Task brief
Could you convert the records below into a Markdown table with the columns "No." and "Line", numbering each row and leaving out blank lines?

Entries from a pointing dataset
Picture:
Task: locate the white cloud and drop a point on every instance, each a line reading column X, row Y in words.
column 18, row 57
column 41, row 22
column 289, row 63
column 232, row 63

Finished task
| No. | Line |
|---|---|
| 1 | Picture: |
| 2 | Task: locate the white cloud and drop a point on every instance, each a line reading column X, row Y in words. |
| 3 | column 18, row 57 |
| 4 | column 41, row 22 |
| 5 | column 289, row 63 |
| 6 | column 232, row 63 |